Every record below, from the first line to the last, is to be set down again exactly.

[Records drawn from a dataset]
<<<<

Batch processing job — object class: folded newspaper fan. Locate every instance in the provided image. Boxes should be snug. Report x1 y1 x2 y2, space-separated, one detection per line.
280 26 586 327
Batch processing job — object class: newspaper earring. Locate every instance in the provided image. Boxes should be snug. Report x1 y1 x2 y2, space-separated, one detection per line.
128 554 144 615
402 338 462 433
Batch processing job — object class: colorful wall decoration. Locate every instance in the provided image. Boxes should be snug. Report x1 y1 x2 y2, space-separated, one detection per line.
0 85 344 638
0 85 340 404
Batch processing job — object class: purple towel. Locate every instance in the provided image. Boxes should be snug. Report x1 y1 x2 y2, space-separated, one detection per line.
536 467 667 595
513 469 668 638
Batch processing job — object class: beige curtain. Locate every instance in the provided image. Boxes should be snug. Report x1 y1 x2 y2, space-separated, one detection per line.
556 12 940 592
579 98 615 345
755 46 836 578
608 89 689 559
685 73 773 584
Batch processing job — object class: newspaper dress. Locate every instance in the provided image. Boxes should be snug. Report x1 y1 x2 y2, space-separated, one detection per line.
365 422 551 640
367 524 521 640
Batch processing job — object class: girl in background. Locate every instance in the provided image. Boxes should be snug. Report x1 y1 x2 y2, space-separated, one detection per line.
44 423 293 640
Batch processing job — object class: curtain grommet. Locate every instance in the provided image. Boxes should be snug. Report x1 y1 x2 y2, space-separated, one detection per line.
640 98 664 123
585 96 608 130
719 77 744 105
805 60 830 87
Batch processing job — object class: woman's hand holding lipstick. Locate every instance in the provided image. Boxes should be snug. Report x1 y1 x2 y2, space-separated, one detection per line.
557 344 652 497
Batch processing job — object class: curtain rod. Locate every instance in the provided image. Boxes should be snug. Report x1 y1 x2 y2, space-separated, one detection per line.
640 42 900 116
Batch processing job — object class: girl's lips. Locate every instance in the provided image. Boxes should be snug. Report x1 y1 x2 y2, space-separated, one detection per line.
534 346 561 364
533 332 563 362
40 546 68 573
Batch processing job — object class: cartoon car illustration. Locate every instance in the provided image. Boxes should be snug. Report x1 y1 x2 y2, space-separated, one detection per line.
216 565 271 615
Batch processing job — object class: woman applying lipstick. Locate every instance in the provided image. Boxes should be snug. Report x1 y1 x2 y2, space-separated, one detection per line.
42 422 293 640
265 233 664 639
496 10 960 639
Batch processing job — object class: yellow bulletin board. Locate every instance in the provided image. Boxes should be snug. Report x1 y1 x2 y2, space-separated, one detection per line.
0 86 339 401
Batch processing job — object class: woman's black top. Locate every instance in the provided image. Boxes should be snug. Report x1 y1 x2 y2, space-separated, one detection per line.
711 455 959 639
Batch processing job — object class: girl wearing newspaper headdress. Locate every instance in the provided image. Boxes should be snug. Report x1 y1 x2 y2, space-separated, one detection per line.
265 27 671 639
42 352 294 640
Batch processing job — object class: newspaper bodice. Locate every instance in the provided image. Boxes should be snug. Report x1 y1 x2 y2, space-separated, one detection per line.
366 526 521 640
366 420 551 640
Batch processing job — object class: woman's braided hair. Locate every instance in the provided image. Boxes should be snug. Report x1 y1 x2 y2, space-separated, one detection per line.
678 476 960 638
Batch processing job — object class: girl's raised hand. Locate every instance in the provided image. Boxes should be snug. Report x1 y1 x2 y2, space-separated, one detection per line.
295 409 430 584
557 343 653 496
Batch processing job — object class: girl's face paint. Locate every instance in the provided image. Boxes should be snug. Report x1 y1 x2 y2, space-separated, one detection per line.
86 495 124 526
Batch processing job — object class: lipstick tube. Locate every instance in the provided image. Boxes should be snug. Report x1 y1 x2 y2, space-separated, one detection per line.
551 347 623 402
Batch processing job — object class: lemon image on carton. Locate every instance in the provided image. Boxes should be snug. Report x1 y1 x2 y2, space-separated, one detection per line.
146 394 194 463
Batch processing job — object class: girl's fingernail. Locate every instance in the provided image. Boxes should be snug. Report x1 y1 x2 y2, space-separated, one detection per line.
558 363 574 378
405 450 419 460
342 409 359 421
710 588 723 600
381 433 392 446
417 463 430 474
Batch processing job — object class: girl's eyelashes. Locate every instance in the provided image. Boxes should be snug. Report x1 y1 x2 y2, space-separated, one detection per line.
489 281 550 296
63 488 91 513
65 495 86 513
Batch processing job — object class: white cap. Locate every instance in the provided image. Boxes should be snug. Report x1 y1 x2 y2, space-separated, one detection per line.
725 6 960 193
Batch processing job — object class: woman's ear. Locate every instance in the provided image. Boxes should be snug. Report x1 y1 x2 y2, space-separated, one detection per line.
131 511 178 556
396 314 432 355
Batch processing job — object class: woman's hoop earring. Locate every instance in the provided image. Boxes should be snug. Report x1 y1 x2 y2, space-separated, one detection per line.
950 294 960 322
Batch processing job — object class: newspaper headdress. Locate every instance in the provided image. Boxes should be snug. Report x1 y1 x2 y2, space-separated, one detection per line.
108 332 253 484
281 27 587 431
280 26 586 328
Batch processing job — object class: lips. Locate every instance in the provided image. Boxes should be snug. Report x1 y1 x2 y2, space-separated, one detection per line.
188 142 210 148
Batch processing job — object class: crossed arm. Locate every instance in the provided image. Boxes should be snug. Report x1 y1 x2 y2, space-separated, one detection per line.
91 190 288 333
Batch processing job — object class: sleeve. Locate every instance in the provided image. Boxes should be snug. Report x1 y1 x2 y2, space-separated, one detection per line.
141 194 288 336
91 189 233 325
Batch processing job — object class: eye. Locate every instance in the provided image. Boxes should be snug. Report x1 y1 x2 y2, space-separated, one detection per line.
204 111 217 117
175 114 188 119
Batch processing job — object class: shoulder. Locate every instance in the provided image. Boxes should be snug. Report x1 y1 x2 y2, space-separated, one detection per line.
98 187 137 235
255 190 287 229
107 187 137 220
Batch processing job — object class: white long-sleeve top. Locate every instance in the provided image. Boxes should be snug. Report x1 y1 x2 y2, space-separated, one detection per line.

>>>>

> [Problem solution]:
Batch processing job — object class: folded newspaper fan. Locate every instance in the provided image. Boxes should be snug. Report x1 y1 x2 y2, space-separated, one detection per line.
280 26 586 327
Batch processing job — object class: newspaper earring. Locate every instance in the provided image. Boxes should be snug. Report x1 y1 x2 y2, space-separated, one detection per line.
128 554 144 615
402 338 462 433
Batch processing job — object class: colorful wall decoration. Locate every instance in the provided image. Boxes should be snug. Report x1 y1 x2 y2, space-separated, one detection per line.
0 85 344 638
0 85 340 404
Batch processing job — object class: purple towel. Locate every instance in the provided image. Boxes should be snug. Report x1 y1 x2 y2, space-separated, one detection per line.
536 467 667 595
513 469 668 638
Batch processing job — object class: beige curtain. Locate every instance in the provided image. Boxes should be snug. Report x1 y1 x2 y2, space-separated, one detection per line.
556 12 940 592
579 98 615 345
755 46 836 578
608 89 689 559
685 73 773 584
Batch processing job — object class: newspaper dress. Locate every instance in the provided image. Boxes should be snug. Report x1 y1 x2 y2, space-separated, one detection per line.
365 422 551 640
367 524 521 640
Batch processing job — object class: girl in background. Locate every instance in the provided image. Boxes should be snug. Report x1 y1 x2 y2, space-separated, one detection per line.
44 423 293 640
Batch processing job — object class: curtain grommet. Locate every instance in the provided image. Boxes should be snug. Report x1 y1 x2 y2, space-separated, one detection per line.
640 98 664 123
585 96 608 130
719 77 744 105
805 60 830 87
Batch processing job — object class: woman's hand holding lipstick. Locate every instance in the provided image. Boxes should be snug. Report x1 y1 x2 y2, space-separated, one detection per line.
557 344 652 497
Batch processing job — object class: curtain rod. Locate every instance in the provided image. Boxes should be snug. Report x1 y1 x2 y2, space-separated, one detection per line.
640 42 900 116
Batch processing job — object class: girl's lips. Locate every instance in the provided image. Boxes should be snug. Report x1 y1 x2 y2, space-separated, one detection per line.
534 346 561 364
533 332 563 362
40 546 68 573
Batch processing job — object class: cartoon car illustration. Locate every instance in the provided image. Boxes should be snug. Report x1 y1 x2 y2, space-separated, one detection per line.
216 565 271 615
Batch processing job — object class: woman applying lipstick. Locate every instance in the provided image. Boxes should be snug. Report x1 y1 x2 y2, space-separated, one detection per line.
42 422 293 640
265 233 664 639
496 10 960 639
Batch processing job — object class: yellow bulletin board. Locate every instance in the provided image. Boxes should be snug. Report x1 y1 x2 y2, space-separated, one detection per line.
0 86 339 401
Batch processing job — object class: woman's black top. Locate every instance in the provided image. Boxes should be snug. Report x1 y1 x2 y2, space-separated, one detection per line.
711 455 959 639
Batch processing job — object class: girl wearing newspaper headdress. Locate every instance in the provided image. Boxes should be snug. Report x1 y1 x2 y2, space-separated, one detection per line.
265 27 671 639
42 352 294 640
Batch processing job — object class: newspaper bodice. Locate every instance in the provided image. Boxes should be snug. Report x1 y1 x2 y2, space-separated, one detection per line.
366 526 521 640
366 420 551 640
Batch processing job — object class: woman's braided hair. Locate every instance in the provided image. Boxes should be snug. Report x1 y1 x2 y2, space-separated, one detection per line.
678 476 960 638
Batch processing job — object class: girl's raised hand. Locate every instance in the provided image. Boxes should be snug. Report x1 y1 x2 y2, space-separated, one detection per line.
295 409 430 584
557 343 653 496
Batch processing job — object class: girl's face paint. Locate every instance in the provided image. Boxes should be snug. Report x1 y1 x2 y2, space-separated, one detection per line.
86 495 124 526
Batch processing job — object class: lipstick tube. Locate every instance in the provided image. Boxes should be snug. Report x1 y1 x2 y2, space-separated, one detection per line.
551 347 623 402
Batch processing job — object class: lemon image on carton. Locate every instance in the provided image. Boxes should be snug. Report x1 y1 x2 y2, space-separated, one detection per line.
146 394 194 463
Batch processing job — object class: girl's fingernail. Locate every instance in the provided image. Boxes should be snug. Report x1 y1 x2 y2, space-separated, one detection per line.
558 363 574 378
405 450 419 460
342 409 359 421
710 588 723 600
381 433 392 446
417 463 430 474
Batch processing job — object class: girl's eyelashes. Locate every instance in the provided image. Boxes should be snug. Report x1 y1 x2 y2, space-separated, one detection per line.
489 281 550 296
63 488 91 513
65 495 86 513
Batch processing job — object class: white cap. Locate every instance in the provided image. Boxes should be snug. Report x1 y1 x2 y2, space-separated, one detection per line.
725 6 960 193
Batch processing job — object class: woman's ear. Locate every instance in the provided image. Boxes should be snug. Report x1 y1 x2 y2, space-separated, one detection per line.
131 511 178 556
396 314 432 355
Batch processing job — object class: woman's hoop earring. Locate every instance in the provided image. Boxes should be snug. Report x1 y1 x2 y2, space-separated, one detection per line.
950 294 960 322
Batch processing job — object class: newspaper headdress. Locate every instance in the provided image. Boxes should be snug. Report x1 y1 x2 y2, space-separated, one detection per line.
108 332 253 484
281 27 587 431
280 26 586 328
Batch processing job — object class: lips. Locate every instance in the provided image. Boxes should be snug. Report x1 y1 x2 y2, space-separated, one detection per line.
188 142 210 148
Batch processing job — object class: crossed arm. Locate every instance in the provided image. Boxes should be snug. Report x1 y1 x2 y2, space-separated, one detection per line.
91 190 288 333
Batch processing job — object class: sleeve. Locate every instance in the provided image. Boxes should be snug. Report x1 y1 x2 y2, space-separated, one detection per line.
141 194 288 336
91 189 233 325
Batch processing job — object class: eye. Locate every instance in the provided image. Boxes should be snug. Report x1 y1 x2 y2, space-separated, one detection per line.
204 111 217 117
175 114 188 119
Batch processing job — object class: shoulder. Locate every instance in the provided image. Boxes should be snug. Report x1 y1 x2 y2, space-separated, one detection per line.
98 187 137 235
255 190 287 229
107 187 137 220
Batch processing job — object class: white long-sleeve top. Locate every instance in the provided image. Boxes should be snug. Report x1 y1 x2 y2, space-separated, one detection per line.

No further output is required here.